■ What to work on ■
The answer must consist of every record below, transcribed exactly.

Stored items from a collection
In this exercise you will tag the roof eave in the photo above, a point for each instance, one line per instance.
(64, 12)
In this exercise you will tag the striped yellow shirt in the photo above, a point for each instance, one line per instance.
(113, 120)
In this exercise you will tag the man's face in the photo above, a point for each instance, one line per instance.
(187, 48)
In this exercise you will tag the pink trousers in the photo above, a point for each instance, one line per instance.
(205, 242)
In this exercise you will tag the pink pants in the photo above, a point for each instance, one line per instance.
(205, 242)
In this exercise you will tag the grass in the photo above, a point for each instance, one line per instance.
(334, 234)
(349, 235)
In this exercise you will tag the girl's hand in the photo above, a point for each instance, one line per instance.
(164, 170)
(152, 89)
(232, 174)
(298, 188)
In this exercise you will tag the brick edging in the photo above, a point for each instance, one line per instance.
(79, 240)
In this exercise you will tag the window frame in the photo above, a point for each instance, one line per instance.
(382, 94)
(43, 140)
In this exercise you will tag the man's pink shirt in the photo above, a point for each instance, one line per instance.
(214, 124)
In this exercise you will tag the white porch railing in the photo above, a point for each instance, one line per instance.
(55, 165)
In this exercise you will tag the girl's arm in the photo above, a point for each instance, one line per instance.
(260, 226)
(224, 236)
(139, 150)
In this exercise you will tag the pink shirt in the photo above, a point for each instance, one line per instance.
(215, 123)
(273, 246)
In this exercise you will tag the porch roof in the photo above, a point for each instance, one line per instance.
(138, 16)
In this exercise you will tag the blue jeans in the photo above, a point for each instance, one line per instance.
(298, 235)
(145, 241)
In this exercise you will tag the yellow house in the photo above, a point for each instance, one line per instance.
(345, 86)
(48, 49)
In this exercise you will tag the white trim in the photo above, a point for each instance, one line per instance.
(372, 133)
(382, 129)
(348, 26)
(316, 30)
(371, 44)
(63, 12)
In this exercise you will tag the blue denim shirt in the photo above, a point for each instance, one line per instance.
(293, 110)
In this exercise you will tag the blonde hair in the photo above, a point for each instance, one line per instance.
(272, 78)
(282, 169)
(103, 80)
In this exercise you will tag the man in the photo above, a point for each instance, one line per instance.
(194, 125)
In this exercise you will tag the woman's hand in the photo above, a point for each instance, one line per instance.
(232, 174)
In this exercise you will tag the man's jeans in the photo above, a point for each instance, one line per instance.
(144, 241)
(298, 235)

■ Solution ■
In this exercise you will tag the roof eave in the photo above, a point for each instance, one line per instance.
(64, 12)
In this exercise you will tag the striped yellow shirt in the photo above, a point for each instance, one line per instance.
(113, 120)
In this exercise you will tag the man's face in the photo above, a point for each instance, one line per instance.
(187, 48)
In this exercise you will tag the pink trousers in the photo above, a point for each instance, one line per instance.
(205, 242)
In this exercise you will tag the pink pants in the photo above, a point for each instance, one line per instance.
(205, 242)
In this exercise you will tag the grass in the photo above, a point for each instance, one line per instance.
(334, 234)
(349, 235)
In this exercise you will tag the girl's hand in the photo above, a point for each instance, one line per instance.
(164, 170)
(152, 89)
(232, 174)
(298, 188)
In this exercise you will tag the brick edging in the photo above, a point for each instance, one line per instance.
(79, 240)
In this exercise you will tag the window frame in the photo above, a point for each instance, one line per instance.
(382, 94)
(43, 140)
In this exercise you will tag the man's pink shirt in the photo above, a point for each instance, one line per instance.
(214, 124)
In this exercise you will tag the white porch railing in the photo above, a point for each instance, one line per instance.
(55, 165)
In this exercise you will tag the girl's arm in the photo above, a point for each instance, one line per instance.
(260, 226)
(224, 236)
(139, 150)
In this exercise you will tag the pink shirt in the photo above, a point for each instance, one line per instance.
(215, 123)
(273, 246)
In this exercise you will tag the porch roof in the photo above, a point for each instance, one line per instance.
(138, 16)
In this exercise you will tag the blue jeans in the photo above, a point for each instance, one line per instance.
(298, 235)
(145, 241)
In this exercise you will tag the yellow house in the photo above, a point for each instance, one line per instance.
(345, 86)
(48, 49)
In this exercise you will tag the white trim in the photo above, a point for each instance, one line per instance.
(372, 133)
(382, 129)
(348, 26)
(316, 30)
(371, 44)
(63, 12)
In this exercise you will tag the blue denim shirt in the photo above, a point for each instance, one line per instance.
(293, 110)
In this exercise you will tag the blonde hair in the photo above, a point for each instance, one line per instance.
(272, 78)
(282, 169)
(103, 80)
In this exercise you will tag the man in the photo above, a point for each instance, one line per instance.
(194, 125)
In this exercise you will tag the woman's hand in the photo above, a point for each instance, one line per instance.
(232, 174)
In this exercise you will tag the man's jeans in the photo above, a point for each instance, one line per instance.
(144, 241)
(298, 235)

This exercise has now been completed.